### [Data supplied]
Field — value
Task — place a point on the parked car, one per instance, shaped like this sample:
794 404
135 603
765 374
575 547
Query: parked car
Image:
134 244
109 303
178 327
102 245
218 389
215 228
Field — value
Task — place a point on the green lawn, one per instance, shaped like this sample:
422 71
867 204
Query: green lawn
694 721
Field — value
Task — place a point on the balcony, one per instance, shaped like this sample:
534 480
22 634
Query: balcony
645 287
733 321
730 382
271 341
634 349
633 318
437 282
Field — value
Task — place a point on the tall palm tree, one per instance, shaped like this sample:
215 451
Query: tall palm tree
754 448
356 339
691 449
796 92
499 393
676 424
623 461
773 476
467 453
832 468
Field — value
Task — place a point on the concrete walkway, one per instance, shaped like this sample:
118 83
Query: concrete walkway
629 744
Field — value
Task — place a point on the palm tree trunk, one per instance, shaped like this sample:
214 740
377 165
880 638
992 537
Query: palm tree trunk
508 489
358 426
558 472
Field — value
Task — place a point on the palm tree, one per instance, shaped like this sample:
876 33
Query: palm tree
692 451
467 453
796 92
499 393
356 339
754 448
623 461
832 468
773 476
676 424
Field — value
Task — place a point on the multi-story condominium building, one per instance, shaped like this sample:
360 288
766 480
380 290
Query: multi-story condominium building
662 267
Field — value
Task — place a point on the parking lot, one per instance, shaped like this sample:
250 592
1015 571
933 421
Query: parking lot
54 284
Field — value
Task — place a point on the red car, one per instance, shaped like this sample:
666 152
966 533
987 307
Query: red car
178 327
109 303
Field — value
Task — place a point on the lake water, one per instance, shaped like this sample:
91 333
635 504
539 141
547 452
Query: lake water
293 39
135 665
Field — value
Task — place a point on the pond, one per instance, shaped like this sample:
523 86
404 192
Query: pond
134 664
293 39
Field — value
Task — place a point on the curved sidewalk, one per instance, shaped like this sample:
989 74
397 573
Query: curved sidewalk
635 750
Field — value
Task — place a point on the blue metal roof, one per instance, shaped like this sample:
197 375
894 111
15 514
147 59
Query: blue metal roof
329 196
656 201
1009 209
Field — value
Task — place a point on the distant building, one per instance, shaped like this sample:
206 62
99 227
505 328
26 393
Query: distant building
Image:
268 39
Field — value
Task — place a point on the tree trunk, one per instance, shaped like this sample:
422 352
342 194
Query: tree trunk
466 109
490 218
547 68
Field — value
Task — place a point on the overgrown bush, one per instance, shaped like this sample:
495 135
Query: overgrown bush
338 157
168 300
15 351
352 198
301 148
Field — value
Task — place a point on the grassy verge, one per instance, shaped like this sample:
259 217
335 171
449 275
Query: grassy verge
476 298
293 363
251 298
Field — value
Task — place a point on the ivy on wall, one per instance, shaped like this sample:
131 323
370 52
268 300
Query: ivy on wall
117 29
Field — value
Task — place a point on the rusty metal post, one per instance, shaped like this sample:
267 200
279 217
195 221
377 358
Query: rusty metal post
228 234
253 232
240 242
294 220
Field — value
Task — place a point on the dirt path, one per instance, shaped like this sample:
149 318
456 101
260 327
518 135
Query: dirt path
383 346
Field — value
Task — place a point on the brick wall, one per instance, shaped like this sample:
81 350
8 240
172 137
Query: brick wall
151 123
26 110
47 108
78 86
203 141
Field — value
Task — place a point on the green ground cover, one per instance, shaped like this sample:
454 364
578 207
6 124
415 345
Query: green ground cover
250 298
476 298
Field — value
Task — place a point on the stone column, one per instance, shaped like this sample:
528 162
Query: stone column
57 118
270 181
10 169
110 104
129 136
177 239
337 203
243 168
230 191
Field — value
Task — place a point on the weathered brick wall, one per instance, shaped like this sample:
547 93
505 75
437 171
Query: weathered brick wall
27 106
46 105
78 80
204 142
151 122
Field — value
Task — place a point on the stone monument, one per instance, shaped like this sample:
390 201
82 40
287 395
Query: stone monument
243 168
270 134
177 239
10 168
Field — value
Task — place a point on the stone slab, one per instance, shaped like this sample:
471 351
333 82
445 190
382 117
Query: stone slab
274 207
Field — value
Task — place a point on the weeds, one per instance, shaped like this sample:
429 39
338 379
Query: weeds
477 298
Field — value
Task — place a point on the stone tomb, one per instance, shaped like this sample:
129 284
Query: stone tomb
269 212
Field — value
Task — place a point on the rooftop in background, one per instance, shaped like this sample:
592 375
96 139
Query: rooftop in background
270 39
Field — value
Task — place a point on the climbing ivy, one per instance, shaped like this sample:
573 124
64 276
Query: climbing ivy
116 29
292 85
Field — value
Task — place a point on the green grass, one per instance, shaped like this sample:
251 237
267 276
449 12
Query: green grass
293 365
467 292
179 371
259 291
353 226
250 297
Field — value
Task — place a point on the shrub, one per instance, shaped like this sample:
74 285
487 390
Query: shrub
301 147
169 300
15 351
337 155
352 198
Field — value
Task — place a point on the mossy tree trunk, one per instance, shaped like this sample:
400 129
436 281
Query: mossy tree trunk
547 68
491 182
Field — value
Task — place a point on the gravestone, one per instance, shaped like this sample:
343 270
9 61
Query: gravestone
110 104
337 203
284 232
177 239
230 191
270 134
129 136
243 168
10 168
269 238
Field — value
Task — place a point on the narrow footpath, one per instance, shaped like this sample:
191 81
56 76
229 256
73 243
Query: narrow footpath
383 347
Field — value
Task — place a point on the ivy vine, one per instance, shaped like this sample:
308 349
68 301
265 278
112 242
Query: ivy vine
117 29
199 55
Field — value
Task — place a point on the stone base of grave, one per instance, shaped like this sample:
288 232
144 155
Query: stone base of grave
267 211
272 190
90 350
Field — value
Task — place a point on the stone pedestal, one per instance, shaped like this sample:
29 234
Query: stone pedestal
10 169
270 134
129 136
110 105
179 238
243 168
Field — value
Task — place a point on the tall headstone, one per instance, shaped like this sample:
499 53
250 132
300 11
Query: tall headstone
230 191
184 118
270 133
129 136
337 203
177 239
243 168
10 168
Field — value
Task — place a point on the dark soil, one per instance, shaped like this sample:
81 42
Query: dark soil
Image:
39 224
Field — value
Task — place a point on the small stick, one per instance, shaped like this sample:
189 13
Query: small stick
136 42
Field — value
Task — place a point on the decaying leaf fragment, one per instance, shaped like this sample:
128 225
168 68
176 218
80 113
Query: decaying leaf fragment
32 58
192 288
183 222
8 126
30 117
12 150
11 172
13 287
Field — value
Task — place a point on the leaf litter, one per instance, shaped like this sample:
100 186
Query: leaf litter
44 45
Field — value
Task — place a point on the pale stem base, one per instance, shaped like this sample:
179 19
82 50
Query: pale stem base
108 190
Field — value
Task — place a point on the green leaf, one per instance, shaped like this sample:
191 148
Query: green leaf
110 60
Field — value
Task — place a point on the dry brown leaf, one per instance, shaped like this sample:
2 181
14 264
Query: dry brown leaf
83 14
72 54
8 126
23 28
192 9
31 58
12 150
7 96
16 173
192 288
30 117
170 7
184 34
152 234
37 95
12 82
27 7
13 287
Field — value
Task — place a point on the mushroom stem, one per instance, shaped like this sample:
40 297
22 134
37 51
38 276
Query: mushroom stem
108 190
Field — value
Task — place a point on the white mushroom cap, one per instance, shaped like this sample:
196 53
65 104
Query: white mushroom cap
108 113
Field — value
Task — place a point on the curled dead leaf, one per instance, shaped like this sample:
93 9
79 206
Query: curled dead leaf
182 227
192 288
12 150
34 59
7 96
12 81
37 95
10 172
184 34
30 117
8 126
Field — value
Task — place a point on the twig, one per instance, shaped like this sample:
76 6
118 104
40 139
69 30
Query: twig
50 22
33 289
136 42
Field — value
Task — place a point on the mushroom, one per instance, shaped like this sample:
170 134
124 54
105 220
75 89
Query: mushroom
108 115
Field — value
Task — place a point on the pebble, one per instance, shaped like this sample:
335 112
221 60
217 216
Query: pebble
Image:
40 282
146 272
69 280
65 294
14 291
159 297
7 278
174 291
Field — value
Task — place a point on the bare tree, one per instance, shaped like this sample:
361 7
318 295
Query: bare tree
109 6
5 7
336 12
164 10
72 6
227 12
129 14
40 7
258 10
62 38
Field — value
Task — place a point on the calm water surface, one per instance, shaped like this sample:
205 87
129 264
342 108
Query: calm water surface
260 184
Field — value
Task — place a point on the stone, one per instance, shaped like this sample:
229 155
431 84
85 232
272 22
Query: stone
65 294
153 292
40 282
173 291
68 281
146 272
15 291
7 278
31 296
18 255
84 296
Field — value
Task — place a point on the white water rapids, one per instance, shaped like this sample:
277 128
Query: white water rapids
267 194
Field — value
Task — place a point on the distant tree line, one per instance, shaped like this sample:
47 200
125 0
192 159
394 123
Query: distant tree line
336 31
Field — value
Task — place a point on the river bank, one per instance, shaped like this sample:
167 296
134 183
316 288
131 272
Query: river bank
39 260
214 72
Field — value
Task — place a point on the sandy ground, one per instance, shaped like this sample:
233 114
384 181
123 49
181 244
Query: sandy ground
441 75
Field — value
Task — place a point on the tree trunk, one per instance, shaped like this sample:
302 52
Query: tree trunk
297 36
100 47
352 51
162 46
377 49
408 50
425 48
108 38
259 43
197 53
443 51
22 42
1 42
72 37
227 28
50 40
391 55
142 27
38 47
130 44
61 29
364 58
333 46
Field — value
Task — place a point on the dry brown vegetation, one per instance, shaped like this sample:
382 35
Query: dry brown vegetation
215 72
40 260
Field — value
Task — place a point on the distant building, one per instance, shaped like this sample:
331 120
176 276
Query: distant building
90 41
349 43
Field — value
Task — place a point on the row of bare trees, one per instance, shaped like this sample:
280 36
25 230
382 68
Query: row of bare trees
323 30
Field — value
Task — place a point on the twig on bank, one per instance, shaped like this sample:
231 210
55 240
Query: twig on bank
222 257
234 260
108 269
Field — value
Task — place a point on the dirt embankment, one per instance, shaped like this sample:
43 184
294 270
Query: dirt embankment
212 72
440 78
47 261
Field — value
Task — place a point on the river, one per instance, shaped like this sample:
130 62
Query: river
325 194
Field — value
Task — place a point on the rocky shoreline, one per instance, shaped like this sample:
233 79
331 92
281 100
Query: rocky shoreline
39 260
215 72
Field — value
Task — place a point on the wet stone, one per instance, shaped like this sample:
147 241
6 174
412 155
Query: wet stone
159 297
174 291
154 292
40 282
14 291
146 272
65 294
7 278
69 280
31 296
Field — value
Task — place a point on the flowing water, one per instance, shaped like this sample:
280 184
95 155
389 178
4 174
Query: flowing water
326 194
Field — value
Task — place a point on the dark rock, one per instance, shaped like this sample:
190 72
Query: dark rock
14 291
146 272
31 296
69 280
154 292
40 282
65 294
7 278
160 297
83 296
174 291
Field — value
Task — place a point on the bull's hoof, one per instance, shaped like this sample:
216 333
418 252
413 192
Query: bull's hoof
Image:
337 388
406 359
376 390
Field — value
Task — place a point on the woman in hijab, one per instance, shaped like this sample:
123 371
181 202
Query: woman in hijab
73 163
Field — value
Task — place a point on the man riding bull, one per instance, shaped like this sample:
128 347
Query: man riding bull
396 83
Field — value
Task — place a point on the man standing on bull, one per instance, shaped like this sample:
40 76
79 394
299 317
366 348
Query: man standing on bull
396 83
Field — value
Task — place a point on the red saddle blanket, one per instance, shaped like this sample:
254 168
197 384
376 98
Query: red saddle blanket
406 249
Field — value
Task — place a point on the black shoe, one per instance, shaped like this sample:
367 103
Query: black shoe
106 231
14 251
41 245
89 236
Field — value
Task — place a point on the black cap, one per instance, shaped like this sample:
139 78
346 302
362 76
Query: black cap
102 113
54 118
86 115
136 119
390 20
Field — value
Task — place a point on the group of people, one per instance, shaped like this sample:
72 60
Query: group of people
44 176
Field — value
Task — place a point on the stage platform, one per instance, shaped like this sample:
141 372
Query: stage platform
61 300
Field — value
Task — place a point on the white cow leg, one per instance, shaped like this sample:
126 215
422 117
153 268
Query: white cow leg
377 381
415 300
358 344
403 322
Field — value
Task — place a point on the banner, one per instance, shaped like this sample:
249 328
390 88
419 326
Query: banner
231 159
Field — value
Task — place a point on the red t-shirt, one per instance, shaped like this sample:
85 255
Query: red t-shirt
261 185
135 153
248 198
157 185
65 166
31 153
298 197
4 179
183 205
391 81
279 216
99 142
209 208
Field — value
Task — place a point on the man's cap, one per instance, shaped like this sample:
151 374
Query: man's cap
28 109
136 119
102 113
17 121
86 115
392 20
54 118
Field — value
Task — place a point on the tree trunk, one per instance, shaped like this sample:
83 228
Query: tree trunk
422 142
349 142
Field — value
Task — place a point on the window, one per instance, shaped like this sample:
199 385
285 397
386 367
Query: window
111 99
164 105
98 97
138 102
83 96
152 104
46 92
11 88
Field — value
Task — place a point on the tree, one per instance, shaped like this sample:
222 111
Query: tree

### [Exercise brief]
Pull out every line of the rows above that contains the word "mushroom", matching its case exactly.

### [Answer for this exercise]
Task — place a point on the mushroom stem, one per instance, shaped like this sample:
Query: mushroom stem
Task — place a point on the white mushroom cap, one per instance, shaped like this sample:
Query: white mushroom cap
Task — place a point on the mushroom, one per instance, shaped like this sample:
Query: mushroom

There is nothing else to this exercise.